**PROBLEM:**
Lay out every line of the entries below as a Markdown table with the columns "No." and "Text," numbering the rows and skipping blank lines. Leave the pictures out.

**EXERCISE MATERIAL:**
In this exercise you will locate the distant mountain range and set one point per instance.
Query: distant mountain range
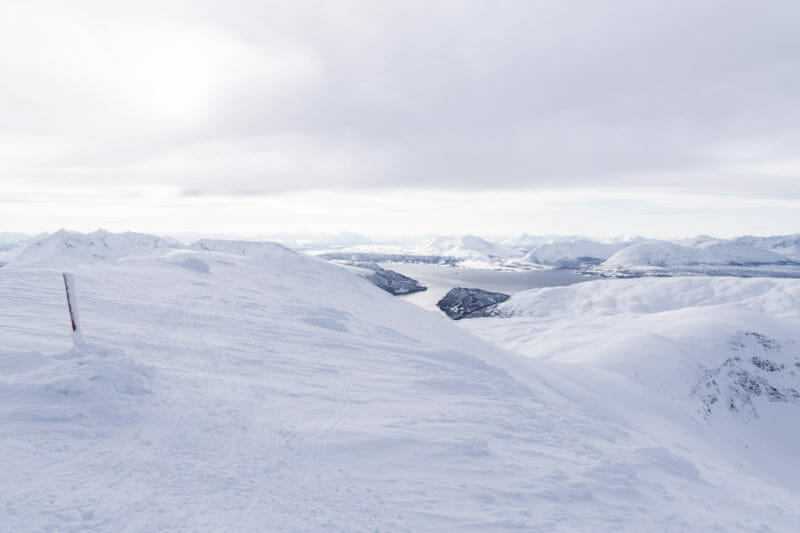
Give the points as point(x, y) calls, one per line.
point(777, 256)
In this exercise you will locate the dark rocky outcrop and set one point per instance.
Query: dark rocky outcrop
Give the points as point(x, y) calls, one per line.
point(394, 282)
point(461, 302)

**THE ANSWER:**
| No. | Text |
|---|---|
| 1 | In this exercise you will locate the distant mountain range and set one point per instance. |
| 2 | Query: distant mountain range |
| 3 | Give the points as point(x, y) calls, one per line. |
| 4 | point(777, 256) |
| 5 | In this exercise you will locate the dark rocky outcrop and set one point per instance. |
| 6 | Query: dark rocky outcrop |
| 7 | Give the points as point(x, y) calls, one per line. |
| 8 | point(394, 282) |
| 9 | point(461, 302) |